**Text provided**
- - -

When I talk to fellow attorneys about AI, I often get asked, “Is this thing going to replace lawyers?” Let me be clear: No. What it’s going to do – and is already doing – is replace certain tedious aspects of lawyering. And thank goodness for that! I don’t know any small firm lawyer who woke up excited to compare PDFs line-by-line or re-type the same clause for the 100th time. AI automates those tasks, so you can focus on the higher-value work: advising clients, negotiating business points, crafting deal strategy, exercising judgment.
Think of AI as a force multiplier for lawyers. It’s like having an army of capable (albeit imperfect) interns who work at superhuman speed. You’re still the partner supervising them. With AI, a solo practitioner can review as many contracts in a day as a whole team might have done before. You can take on more deals or close them faster, effectively scaling your impact without needing to sacrifice sleep or hire an army of associates you can’t budget for. For a small firm, that means staying competitive – you can go up against BigLaw in an M&A negotiation and not be the bottleneck on turnarounds. It’s a confidence booster for you and your clients.
Importantly, using AI doesn’t mean ceding control or quality. As we’ve emphasized, you remain the final decision-maker. In our story, Alice used Gavel Exec to augment her work, but every change was ultimately her call. The AI didn’t invent client strategy or cut corners – it followed her lead. In my experience, when lawyers integrate AI thoughtfully, the end product is actually better than it would have been purely by human effort, because the AI catches minutiae we might miss and provides suggestions we might not have thought of. It’s like having a safety net and a springboard at once.
I’ll also note the obvious: AI doesn’t have legal ethics or a practicing license. It won’t appear in court for you, it won’t sign off on a deal, and it won’t shoulder malpractice liability. Those are squarely on us as lawyers. Which is to say – our role isn’t going away. If anything, it’s elevated: we get to apply our human creativity, empathy, and advocacy with fewer distractions. We get to spend more time thinking about how to win for our clients and less time proof-reading schedules or compiling diligence lists.

- - -

**Material provided**
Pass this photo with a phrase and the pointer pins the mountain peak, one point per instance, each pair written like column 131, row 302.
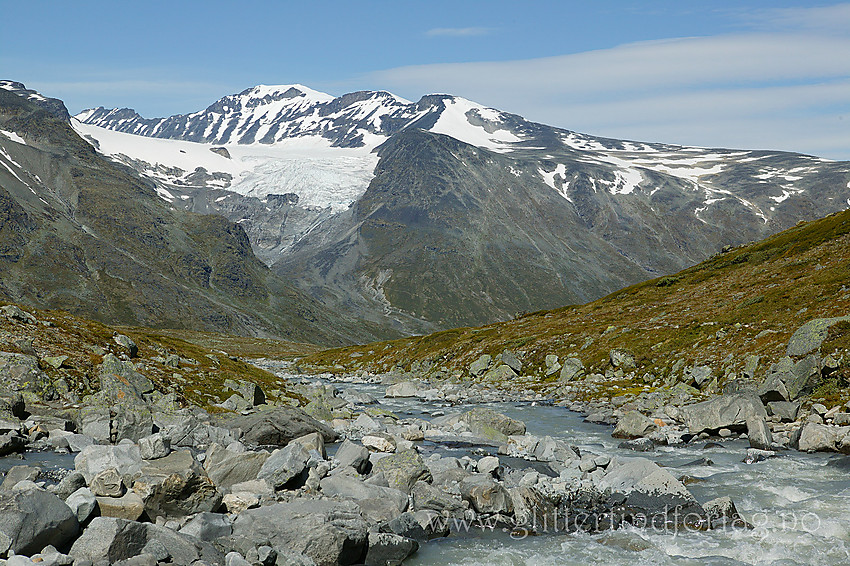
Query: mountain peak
column 52, row 105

- - -

**Work request 1**
Answer these questions using the text on AI and lawyers.
(a) What kind of helpers does the writer liken AI to?
(b) In the story mentioned, what tool did Alice use to augment her work?
(c) What three things does the text say AI won't do?
**Work request 2**
Restate word for word everything in the text on AI and lawyers from "When I talk" down to "strategy, exercising judgment.".

**Response box 1**
(a) An army of capable (albeit imperfect) interns who work at superhuman speed.
(b) Gavel Exec.
(c) It won't appear in court for you, it won't sign off on a deal, and it won't shoulder malpractice liability.

**Response box 2**
When I talk to fellow attorneys about AI, I often get asked, “Is this thing going to replace lawyers?” Let me be clear: No. What it’s going to do – and is already doing – is replace certain tedious aspects of lawyering. And thank goodness for that! I don’t know any small firm lawyer who woke up excited to compare PDFs line-by-line or re-type the same clause for the 100th time. AI automates those tasks, so you can focus on the higher-value work: advising clients, negotiating business points, crafting deal strategy, exercising judgment.